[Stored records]
▼▼▼
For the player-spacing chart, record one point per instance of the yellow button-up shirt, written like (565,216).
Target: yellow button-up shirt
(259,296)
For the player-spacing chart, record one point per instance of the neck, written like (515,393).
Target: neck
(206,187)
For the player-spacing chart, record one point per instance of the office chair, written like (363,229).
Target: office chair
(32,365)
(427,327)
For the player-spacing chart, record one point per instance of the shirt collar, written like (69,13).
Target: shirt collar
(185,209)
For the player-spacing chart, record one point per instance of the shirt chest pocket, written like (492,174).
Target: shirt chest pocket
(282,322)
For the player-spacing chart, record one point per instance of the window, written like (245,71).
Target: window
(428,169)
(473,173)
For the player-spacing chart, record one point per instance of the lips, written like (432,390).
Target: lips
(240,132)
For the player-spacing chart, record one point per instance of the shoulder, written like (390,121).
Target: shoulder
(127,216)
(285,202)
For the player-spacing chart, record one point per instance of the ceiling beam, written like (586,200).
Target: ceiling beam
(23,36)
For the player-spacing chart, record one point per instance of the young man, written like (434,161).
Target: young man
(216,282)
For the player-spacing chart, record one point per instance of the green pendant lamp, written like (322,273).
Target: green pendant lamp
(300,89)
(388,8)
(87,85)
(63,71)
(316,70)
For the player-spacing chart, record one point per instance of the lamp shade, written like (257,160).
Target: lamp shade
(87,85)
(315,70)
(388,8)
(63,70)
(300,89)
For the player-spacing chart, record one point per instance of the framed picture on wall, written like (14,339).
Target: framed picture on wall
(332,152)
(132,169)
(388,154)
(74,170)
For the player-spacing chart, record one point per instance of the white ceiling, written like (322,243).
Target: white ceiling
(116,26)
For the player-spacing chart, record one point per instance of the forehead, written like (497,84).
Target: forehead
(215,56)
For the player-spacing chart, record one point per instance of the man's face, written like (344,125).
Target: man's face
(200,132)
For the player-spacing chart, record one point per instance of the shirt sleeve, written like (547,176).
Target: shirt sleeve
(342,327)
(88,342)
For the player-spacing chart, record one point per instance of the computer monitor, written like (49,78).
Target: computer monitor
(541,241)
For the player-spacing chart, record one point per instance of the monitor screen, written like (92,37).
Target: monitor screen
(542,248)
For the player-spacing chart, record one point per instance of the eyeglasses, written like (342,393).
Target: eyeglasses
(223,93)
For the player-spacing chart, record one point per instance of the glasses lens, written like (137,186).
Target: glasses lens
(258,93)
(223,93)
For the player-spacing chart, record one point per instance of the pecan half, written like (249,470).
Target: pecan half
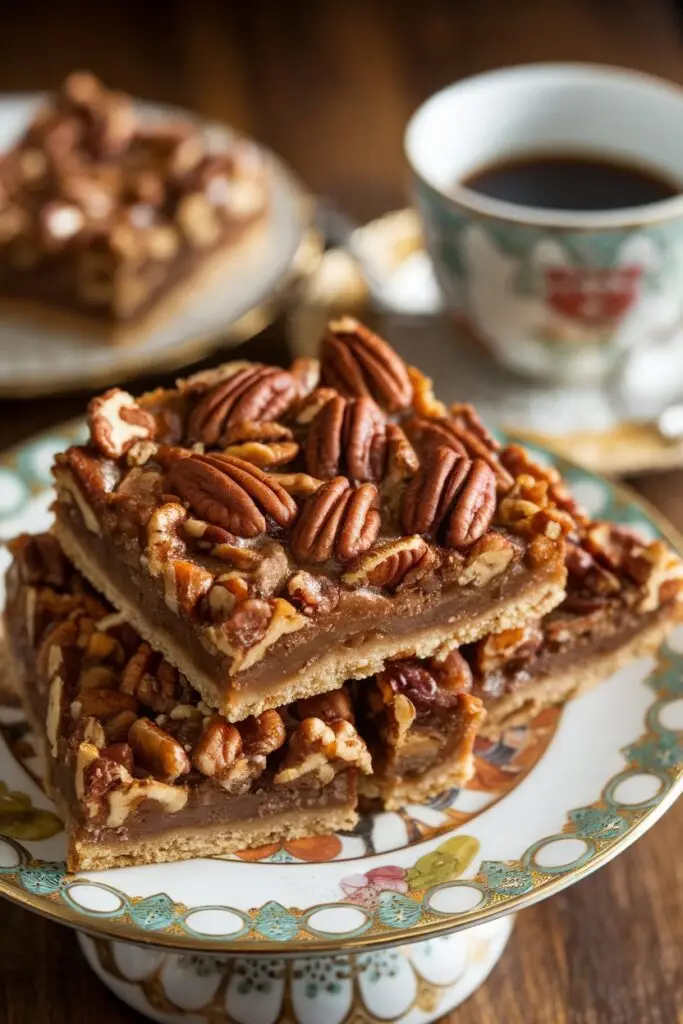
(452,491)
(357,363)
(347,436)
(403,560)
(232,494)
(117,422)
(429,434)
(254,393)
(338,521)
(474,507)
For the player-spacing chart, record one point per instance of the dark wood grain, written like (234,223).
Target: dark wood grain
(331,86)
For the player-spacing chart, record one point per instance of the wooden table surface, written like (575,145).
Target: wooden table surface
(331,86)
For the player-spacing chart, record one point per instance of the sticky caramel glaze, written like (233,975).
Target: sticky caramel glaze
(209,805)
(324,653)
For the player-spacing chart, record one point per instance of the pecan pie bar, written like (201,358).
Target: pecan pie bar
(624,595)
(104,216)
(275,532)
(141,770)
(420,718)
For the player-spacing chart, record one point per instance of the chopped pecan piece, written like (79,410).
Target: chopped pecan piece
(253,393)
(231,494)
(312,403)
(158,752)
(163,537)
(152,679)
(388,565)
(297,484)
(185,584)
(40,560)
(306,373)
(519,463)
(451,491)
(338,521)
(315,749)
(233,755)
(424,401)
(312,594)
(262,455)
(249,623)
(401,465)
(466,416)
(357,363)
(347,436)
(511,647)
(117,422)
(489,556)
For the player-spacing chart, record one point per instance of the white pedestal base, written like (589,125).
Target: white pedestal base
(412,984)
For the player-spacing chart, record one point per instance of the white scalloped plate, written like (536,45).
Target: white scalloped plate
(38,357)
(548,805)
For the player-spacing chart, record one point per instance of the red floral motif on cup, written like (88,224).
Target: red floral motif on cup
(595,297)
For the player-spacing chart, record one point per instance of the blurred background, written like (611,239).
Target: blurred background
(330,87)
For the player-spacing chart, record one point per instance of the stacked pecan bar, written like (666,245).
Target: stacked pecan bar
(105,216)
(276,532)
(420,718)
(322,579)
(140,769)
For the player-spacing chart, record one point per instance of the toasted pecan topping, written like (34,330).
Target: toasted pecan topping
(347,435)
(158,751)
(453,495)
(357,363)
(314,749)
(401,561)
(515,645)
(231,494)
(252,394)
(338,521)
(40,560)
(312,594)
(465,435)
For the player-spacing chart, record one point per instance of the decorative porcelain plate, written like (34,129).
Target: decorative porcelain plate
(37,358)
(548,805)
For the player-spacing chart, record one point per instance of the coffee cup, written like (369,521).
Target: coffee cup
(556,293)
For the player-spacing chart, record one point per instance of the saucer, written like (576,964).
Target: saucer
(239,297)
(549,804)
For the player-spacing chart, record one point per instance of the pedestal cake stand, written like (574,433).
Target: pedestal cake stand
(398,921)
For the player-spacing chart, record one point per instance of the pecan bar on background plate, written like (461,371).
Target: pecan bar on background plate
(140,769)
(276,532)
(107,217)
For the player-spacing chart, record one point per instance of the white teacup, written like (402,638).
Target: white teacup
▲▲▲
→ **What is needed**:
Reproduce the stretch from the line that contains "written like (402,638)." through the end of the records, keeping every character unchanged.

→ **Complete answer**:
For the player-spacing chart, record one point per instance of the white teacup, written like (402,638).
Target: white teacup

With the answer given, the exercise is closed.